═════ TEXT PROVIDED

Jonathan Phillips was born in Heidelberg, Germany and he grew up in Munich and Austin, Texas. He earned a Bachelor of Architecture with Honors and a Bachelor of Plan II Honors Liberal Arts from the University of Texas at Austin in 1998. His undergraduate thesis, entitled Community and Dwelling: Vitality for America’s Public Housing, was completed under the supervision of Dr. Standish Meacham, Jr., Professor Emeritus of History, and Dr. Danilo François Udovički-Selb, Associate Professor of Architecture. From 2000 to 2004, Jonathan was awarded a Paul F. Lazarsfeld Fellowship from the Department of Sociology at Columbia University in the City of New York, during which time he earned a Master of Arts and a Master of Philosophy. He was awarded a research and travel grant from the Annette Kade Foundation in 2003 to conduct archival research at the Bauhaus Dessau, the Bauhaus-Archiv, the Wiener Secession, and the Österreichisches Museum für angewandte Kunst in Dessau, Berlin, and Vienna, respectively. In 2004, Jonathan participated in an Exchange Scholar Program with Cornell University in Ithaca, New York. His Master of Philosophy thesis, entitled A Theory of Relevance: Argument for a Return to Modernism in the Criticism and History of Architecture, was approved in summer 2005. His committee at the time was chaired by Dr. Peter Bearman, and members included Dr. Harrison White, Dr. Priscilla Ferguson, and Kenneth Frampton of Columbia’s Graduate School of Architecture, Planning, and Preservation.
Jonathan has worked and consulted on behalf of architects in Austin, New York, Linz, and Istanbul. In 1997, Jonathan apprenticed with the architect Fritz Matzinger of Linz, Austria who pioneered an innovative, family-friendly model of housing that has won numerous awards in Austria and Germany and has been documented in a monograph by the Österreichischer Wohnbund. Following his studies at the University of Texas, Jonathan worked for a small New York architectural firm Curtis + Ginsberg Architects, where he performed design development and management for several projects including an addition to the Staten Island Zoo Hospital and a 100-unit affordable housing project in the Bronx. Prior to his study at Columbia, Jonathan worked as Housing Development Coordinator for the non-profit Pratt Area Community Council in Brooklyn, New York where his responsibilities included implementing and administering several multi-million dollar housing and mixed-use development projects conducted jointly with the City of New York.

══════════
═════ INFORMATION PROVIDED

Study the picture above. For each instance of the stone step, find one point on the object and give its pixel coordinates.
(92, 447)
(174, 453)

══════════
═════ INFORMATION PROVIDED

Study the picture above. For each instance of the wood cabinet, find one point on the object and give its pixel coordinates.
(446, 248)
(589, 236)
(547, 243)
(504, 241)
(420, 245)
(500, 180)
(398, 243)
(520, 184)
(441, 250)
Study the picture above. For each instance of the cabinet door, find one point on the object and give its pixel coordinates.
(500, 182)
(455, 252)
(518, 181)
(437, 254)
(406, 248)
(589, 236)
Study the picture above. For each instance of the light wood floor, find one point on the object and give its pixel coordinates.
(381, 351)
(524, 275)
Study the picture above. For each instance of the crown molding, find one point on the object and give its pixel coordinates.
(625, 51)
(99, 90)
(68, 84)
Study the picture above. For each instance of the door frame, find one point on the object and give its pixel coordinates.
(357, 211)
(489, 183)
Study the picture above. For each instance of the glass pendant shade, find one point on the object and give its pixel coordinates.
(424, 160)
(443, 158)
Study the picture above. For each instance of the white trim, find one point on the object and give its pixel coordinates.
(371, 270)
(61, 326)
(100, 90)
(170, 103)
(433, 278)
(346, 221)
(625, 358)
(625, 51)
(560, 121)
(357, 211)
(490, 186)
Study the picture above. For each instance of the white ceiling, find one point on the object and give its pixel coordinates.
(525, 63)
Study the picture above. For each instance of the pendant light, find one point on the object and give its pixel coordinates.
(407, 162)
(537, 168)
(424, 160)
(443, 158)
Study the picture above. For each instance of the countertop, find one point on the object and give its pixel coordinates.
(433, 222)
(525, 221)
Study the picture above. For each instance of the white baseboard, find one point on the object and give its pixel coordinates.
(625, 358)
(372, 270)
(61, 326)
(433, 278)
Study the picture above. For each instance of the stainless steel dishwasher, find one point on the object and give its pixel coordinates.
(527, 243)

══════════
═════ INFORMATION PROVIDED

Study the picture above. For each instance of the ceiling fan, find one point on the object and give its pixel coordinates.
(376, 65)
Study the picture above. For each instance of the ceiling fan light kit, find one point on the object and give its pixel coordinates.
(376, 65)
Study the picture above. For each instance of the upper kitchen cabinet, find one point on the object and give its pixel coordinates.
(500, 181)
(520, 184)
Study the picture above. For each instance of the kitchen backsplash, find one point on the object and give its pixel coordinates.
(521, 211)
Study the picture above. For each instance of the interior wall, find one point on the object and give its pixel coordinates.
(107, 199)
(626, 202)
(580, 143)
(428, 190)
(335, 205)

══════════

• _PROBLEM STATEMENT_: In the biography of Jonathan Phillips, which foundation awarded him a research and travel grant in 2003?

• _ANSWER TO THE PROBLEM_: The Annette Kade Foundation